● What you will do: Output exactly the line containing "Query: rear tire" and each line after it through the last line of the records, and nothing else.

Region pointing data
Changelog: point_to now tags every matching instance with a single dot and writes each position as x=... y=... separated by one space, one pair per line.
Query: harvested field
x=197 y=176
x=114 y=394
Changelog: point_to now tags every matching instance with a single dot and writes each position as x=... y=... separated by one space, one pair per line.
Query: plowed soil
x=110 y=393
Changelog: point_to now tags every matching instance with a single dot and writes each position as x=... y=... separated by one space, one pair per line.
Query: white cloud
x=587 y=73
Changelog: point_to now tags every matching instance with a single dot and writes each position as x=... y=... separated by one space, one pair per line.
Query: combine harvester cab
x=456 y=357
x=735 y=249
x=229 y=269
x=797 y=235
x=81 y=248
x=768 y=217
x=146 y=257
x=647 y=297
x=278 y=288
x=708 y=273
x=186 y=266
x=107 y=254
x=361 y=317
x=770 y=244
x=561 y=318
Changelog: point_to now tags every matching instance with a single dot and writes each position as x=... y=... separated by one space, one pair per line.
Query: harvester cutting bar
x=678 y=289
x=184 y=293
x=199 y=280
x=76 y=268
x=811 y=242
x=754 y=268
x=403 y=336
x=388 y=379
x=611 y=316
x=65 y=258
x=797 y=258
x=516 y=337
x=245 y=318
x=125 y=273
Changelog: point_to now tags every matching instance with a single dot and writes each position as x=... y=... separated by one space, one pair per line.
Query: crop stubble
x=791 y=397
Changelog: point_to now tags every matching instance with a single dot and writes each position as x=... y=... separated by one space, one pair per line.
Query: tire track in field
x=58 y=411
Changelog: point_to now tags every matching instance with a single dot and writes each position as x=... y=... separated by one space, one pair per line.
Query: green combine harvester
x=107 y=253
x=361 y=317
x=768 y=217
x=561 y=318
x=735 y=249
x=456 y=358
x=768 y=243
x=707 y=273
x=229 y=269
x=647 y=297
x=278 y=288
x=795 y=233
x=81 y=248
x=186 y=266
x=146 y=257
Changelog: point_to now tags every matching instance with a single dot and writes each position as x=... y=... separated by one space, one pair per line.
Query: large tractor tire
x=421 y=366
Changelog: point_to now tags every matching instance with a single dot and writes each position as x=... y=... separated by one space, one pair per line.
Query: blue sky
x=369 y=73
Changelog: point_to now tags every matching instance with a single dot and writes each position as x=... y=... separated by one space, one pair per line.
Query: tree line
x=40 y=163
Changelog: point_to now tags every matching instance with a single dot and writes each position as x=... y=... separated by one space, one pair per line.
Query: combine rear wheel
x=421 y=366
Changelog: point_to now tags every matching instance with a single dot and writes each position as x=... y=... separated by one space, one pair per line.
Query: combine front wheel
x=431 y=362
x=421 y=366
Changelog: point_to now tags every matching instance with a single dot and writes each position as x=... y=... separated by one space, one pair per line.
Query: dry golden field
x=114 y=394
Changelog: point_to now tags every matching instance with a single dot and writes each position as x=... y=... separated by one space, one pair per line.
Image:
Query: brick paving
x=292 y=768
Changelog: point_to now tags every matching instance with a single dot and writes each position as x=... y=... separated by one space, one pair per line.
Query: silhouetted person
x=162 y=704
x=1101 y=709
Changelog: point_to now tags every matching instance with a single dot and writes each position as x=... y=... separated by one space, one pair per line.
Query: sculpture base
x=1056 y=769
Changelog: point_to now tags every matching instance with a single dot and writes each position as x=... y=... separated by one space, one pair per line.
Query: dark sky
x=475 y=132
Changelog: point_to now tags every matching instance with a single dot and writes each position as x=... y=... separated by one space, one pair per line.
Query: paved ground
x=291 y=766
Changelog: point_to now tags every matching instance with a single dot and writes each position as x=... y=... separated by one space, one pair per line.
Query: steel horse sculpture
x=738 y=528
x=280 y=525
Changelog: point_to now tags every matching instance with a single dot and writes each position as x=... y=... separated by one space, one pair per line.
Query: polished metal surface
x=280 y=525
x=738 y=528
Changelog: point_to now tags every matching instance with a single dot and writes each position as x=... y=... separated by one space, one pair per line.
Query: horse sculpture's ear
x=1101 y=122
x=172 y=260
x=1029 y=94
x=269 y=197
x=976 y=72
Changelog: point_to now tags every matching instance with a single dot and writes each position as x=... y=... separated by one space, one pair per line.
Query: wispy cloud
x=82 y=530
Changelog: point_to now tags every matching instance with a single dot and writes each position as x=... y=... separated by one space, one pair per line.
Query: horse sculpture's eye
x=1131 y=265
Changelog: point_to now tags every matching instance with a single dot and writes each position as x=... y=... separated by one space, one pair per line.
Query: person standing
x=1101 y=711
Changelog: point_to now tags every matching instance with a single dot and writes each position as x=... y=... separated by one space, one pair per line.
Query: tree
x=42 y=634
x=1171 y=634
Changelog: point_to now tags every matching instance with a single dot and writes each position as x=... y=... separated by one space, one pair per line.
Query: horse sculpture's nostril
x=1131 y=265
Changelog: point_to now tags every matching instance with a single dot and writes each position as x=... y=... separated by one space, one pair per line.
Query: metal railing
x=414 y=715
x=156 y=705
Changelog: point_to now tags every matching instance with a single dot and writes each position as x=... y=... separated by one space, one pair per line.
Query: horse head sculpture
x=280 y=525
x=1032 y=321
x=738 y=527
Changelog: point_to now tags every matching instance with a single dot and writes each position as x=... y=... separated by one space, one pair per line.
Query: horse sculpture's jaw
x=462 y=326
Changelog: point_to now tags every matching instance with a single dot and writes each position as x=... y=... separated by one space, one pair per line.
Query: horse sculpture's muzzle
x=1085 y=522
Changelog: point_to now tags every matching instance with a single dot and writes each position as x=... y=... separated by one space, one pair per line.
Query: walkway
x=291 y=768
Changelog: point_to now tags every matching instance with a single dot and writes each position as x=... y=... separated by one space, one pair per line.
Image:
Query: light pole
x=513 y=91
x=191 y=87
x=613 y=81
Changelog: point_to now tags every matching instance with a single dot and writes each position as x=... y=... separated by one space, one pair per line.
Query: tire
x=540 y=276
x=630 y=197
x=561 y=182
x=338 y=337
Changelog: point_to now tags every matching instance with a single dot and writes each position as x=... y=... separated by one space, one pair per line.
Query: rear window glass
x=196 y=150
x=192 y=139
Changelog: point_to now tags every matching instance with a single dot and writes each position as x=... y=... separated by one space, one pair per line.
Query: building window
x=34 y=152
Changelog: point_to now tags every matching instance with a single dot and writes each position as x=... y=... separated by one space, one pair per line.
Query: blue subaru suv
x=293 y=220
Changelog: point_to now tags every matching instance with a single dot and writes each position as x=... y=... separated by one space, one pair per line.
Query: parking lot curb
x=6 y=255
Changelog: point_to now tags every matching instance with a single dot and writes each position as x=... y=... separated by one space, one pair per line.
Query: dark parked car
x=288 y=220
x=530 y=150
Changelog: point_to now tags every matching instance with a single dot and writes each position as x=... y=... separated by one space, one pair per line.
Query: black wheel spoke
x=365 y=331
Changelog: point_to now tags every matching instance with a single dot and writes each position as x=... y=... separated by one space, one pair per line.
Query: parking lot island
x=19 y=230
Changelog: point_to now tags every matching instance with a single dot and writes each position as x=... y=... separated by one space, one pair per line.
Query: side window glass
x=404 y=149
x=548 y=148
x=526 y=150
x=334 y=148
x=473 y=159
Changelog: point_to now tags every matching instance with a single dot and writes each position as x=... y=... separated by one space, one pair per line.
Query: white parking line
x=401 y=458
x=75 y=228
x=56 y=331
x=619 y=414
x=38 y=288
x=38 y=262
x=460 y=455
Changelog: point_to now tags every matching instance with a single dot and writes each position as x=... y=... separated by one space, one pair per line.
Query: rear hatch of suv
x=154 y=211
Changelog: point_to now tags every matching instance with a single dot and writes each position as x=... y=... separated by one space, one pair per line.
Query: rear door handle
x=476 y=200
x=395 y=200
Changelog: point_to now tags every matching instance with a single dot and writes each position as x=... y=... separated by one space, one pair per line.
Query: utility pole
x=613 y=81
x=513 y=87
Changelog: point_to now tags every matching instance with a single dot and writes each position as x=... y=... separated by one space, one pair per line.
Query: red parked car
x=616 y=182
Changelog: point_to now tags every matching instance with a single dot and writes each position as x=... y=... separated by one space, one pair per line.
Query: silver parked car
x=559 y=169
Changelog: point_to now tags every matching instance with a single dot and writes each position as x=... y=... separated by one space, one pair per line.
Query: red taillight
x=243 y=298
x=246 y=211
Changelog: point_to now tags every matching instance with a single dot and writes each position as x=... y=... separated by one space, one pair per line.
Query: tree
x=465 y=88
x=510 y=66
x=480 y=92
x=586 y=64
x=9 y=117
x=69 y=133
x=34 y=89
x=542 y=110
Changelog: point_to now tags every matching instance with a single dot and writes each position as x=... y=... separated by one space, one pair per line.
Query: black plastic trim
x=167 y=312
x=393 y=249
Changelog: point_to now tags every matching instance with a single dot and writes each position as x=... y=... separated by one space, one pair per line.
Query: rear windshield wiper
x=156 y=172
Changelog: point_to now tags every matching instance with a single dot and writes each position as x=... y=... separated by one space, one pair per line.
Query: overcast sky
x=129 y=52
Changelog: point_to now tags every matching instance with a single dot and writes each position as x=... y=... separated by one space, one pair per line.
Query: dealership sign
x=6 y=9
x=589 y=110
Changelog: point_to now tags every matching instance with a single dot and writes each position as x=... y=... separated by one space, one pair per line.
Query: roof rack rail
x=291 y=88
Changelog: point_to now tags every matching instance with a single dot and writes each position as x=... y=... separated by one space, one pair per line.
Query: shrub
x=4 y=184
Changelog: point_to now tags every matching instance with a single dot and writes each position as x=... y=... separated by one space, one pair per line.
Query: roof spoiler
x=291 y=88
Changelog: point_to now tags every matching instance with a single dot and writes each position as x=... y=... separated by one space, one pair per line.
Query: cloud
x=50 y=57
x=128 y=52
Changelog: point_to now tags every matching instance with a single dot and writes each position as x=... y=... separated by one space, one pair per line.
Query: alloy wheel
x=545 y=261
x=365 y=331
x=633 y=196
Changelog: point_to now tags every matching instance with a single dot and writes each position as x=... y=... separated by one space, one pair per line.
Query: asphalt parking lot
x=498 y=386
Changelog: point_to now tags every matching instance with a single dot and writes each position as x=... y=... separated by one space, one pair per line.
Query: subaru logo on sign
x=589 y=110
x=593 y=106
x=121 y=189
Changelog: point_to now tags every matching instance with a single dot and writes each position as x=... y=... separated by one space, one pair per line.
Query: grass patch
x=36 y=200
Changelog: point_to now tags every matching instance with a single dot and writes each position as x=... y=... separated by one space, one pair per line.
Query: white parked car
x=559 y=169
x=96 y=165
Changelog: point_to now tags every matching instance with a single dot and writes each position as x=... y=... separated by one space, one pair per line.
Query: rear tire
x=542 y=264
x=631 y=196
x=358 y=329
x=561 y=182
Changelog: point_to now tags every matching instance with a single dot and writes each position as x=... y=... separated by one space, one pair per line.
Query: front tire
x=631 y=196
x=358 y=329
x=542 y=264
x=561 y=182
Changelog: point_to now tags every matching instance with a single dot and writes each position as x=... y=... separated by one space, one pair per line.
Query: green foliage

● Exercise response:
Query: rear tire
x=542 y=264
x=631 y=196
x=358 y=329
x=561 y=182
Changelog: point_to now tags every matching instance with a single dot and writes each position as x=... y=... separated by one space, one pair per line.
Query: front tire
x=631 y=196
x=358 y=329
x=542 y=264
x=561 y=182
Changelog: point_to now tags every matching instance with a single dot and writes each position as x=... y=... separated by one space, one pair per line.
Query: green foliage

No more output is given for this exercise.